___ Source data ___
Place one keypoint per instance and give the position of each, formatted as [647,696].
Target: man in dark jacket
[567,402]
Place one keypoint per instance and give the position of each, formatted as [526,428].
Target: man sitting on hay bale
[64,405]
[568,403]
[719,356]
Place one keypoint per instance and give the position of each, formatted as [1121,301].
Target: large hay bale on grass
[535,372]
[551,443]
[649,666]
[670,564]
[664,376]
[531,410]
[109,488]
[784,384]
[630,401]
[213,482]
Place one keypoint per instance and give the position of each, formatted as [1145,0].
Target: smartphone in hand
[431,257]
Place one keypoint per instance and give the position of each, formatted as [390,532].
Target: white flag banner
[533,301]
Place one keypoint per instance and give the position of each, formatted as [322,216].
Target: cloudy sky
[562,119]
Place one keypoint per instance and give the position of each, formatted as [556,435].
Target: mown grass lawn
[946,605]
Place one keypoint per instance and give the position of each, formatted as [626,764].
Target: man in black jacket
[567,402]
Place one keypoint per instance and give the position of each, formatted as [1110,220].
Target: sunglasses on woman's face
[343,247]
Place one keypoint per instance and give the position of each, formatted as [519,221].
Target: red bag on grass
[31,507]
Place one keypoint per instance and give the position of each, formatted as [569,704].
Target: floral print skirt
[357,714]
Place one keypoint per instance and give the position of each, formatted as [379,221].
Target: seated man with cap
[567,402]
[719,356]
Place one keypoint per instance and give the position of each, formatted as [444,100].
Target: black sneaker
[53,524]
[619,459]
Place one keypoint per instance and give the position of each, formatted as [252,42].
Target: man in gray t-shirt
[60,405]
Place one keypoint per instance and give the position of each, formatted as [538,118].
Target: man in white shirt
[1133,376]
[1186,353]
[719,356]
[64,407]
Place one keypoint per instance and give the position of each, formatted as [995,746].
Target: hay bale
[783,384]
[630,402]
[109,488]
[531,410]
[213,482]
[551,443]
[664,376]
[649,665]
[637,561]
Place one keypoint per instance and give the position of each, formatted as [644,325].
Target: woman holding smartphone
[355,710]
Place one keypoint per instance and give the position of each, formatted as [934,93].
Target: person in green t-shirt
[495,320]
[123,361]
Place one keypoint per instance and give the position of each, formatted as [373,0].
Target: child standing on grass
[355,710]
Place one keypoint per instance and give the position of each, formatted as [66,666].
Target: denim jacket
___
*Exercise goal*. Could you render every line of the records above as a Markdown table, numbering each line under "Index" and putting the line itself under "Entry", with blank lines omitted?

*Written solution*.
| Index | Entry |
|---|---|
| 1 | Place one keypoint per instance and give the position of each, formatted as [647,696]. |
| 2 | Target: man in dark jacket |
| 3 | [567,402] |
| 4 | Place one keypoint per instance and give the position of each, formatted as [526,428]. |
| 5 | Target: man sitting on hay bale |
| 6 | [64,405] |
| 7 | [568,403] |
| 8 | [719,356] |
| 9 | Place one keypoint per instance and give the position of each, formatted as [1121,301]. |
| 10 | Target: large hay bale on grass |
| 11 | [535,372] |
| 12 | [551,443] |
| 13 | [649,666] |
| 14 | [670,564] |
| 15 | [664,376] |
| 16 | [531,410] |
| 17 | [109,488] |
| 18 | [784,384] |
| 19 | [630,401] |
| 20 | [213,482] |
| 21 | Place one keypoint per instance and give the position of each, formatted as [1145,0]. |
| 22 | Target: smartphone in hand |
| 23 | [431,257] |
| 24 | Place one keypoint per instance and give the position of each, formatted as [390,532]. |
| 25 | Target: white flag banner |
| 26 | [533,301] |
| 27 | Place one keypoint per instance and give the position of each, formatted as [322,216]. |
| 28 | Target: cloudy sky |
| 29 | [562,119] |
| 30 | Place one keypoint per instance and give the position of each, formatted as [556,435]. |
| 31 | Target: mown grass lawn |
| 32 | [946,605] |
| 33 | Place one keypoint per instance and give the position of each, formatted as [626,764]. |
| 34 | Target: man in black jacket |
| 35 | [567,402] |
| 36 | Place one keypoint per instance and give the position of each, formatted as [1110,220]. |
| 37 | Target: sunglasses on woman's face |
| 38 | [343,247] |
| 39 | Place one keypoint per instance and give the position of each, formatted as [519,221]. |
| 40 | Target: red bag on grass |
| 41 | [31,507] |
| 42 | Place one keypoint per instance and give the position of each, formatted as [569,704]. |
| 43 | Target: floral print skirt |
| 44 | [357,714] |
| 45 | Place one keypoint per instance and give the position of each, formatted as [379,221]. |
| 46 | Target: seated man with cap |
| 47 | [567,402] |
| 48 | [719,356] |
| 49 | Place one keypoint per instance and give the position of each, formatted as [444,100]. |
| 50 | Target: black sneaker |
| 51 | [53,524] |
| 52 | [619,459] |
| 53 | Place one keypoint per instance and give the position of each, formatted as [252,42]. |
| 54 | Target: man in gray t-shirt |
| 55 | [60,405] |
| 56 | Place one keypoint per instance and give the position of each, formatted as [538,118]. |
| 57 | Target: man in white shirt |
| 58 | [1133,376] |
| 59 | [1186,353] |
| 60 | [719,356] |
| 61 | [64,407] |
| 62 | Place one keypoint per instance and give the position of each, formatted as [995,746]. |
| 63 | Target: hay bale |
| 64 | [783,384] |
| 65 | [630,402] |
| 66 | [109,488] |
| 67 | [531,410] |
| 68 | [213,482] |
| 69 | [551,443] |
| 70 | [664,376] |
| 71 | [649,665] |
| 72 | [637,561] |
| 73 | Place one keypoint per instance and give the position of each, formatted as [644,325]. |
| 74 | Target: woman holding smartphone |
| 75 | [355,710] |
| 76 | Place one keypoint per instance and give the position of each, formatted as [934,93]. |
| 77 | Target: person in green t-shirt |
| 78 | [495,320] |
| 79 | [123,361] |
| 80 | Place one keypoint per instance and give the position of each, formatted as [373,0]. |
| 81 | Target: child standing on grass |
| 82 | [355,710] |
| 83 | Place one keypoint per instance and give the position of each, formatted as [66,666]. |
| 84 | Target: denim jacket |